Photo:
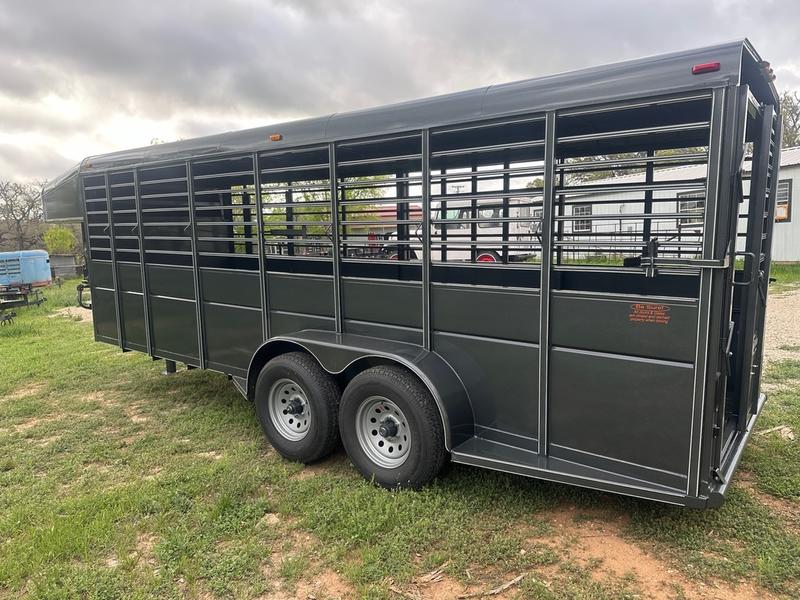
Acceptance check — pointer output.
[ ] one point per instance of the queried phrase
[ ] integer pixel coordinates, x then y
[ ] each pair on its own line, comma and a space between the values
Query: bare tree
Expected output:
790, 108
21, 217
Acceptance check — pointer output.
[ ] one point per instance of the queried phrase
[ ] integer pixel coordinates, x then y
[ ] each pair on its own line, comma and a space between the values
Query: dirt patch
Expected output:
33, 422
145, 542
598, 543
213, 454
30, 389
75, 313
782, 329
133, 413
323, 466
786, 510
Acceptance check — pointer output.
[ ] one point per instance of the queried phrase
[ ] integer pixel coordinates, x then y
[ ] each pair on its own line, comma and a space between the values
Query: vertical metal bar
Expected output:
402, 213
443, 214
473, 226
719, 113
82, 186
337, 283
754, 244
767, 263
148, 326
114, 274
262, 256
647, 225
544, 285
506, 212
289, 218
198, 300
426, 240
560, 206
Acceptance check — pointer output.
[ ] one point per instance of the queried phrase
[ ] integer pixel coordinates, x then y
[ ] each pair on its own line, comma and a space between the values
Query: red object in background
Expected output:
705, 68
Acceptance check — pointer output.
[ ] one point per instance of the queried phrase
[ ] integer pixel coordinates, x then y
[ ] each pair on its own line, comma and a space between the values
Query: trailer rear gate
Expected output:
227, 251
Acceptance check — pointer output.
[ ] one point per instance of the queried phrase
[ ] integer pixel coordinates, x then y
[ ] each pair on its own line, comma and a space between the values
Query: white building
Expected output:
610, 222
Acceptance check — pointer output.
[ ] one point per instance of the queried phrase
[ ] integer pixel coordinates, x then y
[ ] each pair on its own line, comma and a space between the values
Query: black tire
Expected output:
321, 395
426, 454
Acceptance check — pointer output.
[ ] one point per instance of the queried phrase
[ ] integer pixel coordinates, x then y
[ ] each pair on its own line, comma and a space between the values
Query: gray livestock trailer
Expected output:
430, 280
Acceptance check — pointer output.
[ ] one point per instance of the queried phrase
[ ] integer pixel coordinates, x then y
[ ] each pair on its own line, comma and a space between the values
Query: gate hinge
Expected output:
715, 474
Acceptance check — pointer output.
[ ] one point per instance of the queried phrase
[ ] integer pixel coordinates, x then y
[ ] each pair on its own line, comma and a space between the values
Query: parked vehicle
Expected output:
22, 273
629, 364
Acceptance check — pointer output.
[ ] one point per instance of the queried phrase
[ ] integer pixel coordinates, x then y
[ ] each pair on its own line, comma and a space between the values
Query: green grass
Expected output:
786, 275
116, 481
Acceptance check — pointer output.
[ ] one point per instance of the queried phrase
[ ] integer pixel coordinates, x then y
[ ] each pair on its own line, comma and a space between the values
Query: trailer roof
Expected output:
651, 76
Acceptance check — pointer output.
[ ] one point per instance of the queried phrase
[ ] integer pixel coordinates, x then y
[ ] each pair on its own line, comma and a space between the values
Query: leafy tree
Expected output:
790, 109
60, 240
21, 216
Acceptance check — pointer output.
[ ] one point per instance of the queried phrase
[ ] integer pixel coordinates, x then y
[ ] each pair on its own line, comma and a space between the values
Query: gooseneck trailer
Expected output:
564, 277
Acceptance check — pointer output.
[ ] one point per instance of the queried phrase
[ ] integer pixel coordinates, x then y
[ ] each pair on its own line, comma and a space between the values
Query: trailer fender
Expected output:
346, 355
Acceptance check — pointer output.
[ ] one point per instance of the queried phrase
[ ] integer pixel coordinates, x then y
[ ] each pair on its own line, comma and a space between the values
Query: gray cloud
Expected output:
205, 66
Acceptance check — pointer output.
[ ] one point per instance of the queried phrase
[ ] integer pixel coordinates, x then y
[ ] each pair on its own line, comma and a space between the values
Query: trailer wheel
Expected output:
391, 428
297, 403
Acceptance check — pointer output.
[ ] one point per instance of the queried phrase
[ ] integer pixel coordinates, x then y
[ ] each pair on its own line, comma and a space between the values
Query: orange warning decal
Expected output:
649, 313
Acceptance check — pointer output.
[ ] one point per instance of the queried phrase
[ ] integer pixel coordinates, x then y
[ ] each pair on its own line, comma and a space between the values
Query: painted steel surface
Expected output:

----

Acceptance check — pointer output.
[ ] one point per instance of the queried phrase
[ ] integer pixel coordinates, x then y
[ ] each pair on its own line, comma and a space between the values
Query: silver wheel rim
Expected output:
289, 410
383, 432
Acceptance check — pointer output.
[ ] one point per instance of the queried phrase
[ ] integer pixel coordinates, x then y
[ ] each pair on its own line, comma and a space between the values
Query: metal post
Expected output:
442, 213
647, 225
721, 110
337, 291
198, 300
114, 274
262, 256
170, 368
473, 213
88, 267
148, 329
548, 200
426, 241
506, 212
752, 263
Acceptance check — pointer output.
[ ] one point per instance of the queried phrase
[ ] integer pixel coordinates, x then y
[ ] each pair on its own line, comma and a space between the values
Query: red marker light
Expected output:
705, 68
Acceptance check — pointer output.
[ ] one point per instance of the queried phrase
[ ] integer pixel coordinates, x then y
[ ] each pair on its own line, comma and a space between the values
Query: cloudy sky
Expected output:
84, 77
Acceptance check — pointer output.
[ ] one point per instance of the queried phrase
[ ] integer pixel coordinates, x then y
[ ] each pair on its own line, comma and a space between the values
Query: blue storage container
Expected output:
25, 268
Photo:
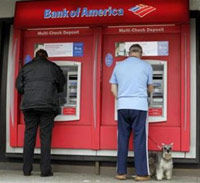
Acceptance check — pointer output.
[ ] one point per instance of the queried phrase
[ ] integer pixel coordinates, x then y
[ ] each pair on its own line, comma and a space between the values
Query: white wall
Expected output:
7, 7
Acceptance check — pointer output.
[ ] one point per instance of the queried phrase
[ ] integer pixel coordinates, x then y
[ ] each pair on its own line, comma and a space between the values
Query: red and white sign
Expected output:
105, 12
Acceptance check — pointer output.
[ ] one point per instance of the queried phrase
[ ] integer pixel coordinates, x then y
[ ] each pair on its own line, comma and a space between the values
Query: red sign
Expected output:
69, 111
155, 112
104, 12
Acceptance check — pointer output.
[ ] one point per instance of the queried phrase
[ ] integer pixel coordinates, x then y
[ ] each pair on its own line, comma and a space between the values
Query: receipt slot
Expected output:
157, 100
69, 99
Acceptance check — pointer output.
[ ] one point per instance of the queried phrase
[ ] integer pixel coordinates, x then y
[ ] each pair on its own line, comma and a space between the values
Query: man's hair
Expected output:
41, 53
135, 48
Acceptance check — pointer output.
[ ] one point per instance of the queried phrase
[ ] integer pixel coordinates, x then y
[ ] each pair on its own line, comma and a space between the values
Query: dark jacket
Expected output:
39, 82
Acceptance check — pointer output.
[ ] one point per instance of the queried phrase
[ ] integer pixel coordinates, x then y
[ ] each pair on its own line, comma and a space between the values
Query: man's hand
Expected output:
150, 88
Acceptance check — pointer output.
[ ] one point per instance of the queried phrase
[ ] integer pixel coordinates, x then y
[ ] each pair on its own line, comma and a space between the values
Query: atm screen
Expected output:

----

EXERCISE INSTRUCTIONS: Only lines with the word "sign" are needed. Copy them from the preceding records.

SOLUTION BELOW:
Query: red and white sign
Query: red sign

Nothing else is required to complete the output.